Reading text:

|---|

The lights dimmed and the band walked on, one by one. Their percussionist started playing a very nondescript (to me) rhythm on wood blocks. “Your city’s a sucker! Let’s go!” said the guy next to me. Did he just guess the song 3 seconds into the percussion part? He knew exactly what was about to happen. I looked around, and everyone knew what was about to happen. I looked at Adriana, and she knew what was about to happen. I was the new guy, just trying to follow the cues.
It’d been so long since I’d witnessed the sum of parts. The result of taking a group of people who are each artists in their own right, checking their ego at the door and devoting themselves to serving a bigger picture. It’d been so long since I’d witnessed a band that felt like a living, breathing organism. Like the train could go off the rails at any moment. And how special it was to hear some of these songs for the first time in my life, so now every time I play them, I’m immediately transported to that initial feeling of discovery. I knew in the moment that this was going to be like talking about your kids. You can’t tell people stories about your kids. They’re your kids. No one shares in the emotional ties that make that story interesting, funny, or heartwarming. You can’t explain those feelings. You’ll sound weird. People will wait for you to stop talking because you’re annoying them. That’s what this show was to me. I shouldn’t even be writing about it.

|---|

Given material:
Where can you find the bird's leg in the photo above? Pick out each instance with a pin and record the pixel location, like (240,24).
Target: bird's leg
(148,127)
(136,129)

|---|

Task statement:
In the concert account, what did the percussionist play the opening rhythm on?

Solved problem:
Wood blocks.